▶

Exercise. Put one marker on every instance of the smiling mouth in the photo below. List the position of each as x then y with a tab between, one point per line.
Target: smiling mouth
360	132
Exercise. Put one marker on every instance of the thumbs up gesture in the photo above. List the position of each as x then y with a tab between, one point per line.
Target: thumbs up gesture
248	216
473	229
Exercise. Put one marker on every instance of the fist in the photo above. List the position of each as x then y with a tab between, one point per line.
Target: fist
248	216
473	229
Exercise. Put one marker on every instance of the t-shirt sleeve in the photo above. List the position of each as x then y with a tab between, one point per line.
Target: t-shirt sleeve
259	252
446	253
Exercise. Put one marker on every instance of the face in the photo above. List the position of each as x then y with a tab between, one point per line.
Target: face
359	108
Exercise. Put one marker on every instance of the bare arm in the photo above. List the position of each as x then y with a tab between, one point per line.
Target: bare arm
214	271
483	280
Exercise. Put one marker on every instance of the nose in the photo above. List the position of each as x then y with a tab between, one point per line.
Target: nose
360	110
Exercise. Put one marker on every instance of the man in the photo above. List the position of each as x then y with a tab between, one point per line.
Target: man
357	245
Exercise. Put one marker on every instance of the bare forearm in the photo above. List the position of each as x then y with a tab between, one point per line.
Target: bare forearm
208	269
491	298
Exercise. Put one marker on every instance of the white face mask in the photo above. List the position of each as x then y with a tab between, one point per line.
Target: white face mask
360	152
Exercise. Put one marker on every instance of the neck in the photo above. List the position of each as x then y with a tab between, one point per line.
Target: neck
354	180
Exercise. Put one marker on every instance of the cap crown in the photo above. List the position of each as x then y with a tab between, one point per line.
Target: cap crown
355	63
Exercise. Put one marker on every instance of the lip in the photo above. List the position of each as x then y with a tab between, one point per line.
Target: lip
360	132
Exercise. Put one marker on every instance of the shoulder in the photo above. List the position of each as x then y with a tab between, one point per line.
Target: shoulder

◀

Gather from the records above every line containing the string "shoulder".

Expected answer:
Exercise. Put one marker on every instance of the shoulder in the photo above. List the position of each as x then y with a tab between, one point per line.
Target: shoulder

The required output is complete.